• _GOAL OF THE EXERCISE_:
Locate the line that contains "[tag] one dot per instance, sample [59,241].". Copy it and every following line through the end of the records, exactly, and include nothing else.

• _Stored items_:
·····
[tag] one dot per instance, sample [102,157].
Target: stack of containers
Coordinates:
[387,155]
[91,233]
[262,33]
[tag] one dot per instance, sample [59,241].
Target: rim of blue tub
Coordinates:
·····
• _SOLUTION TO THE PROBLEM_:
[tag] one dot per instance, sample [59,241].
Target: rim of blue tub
Coordinates:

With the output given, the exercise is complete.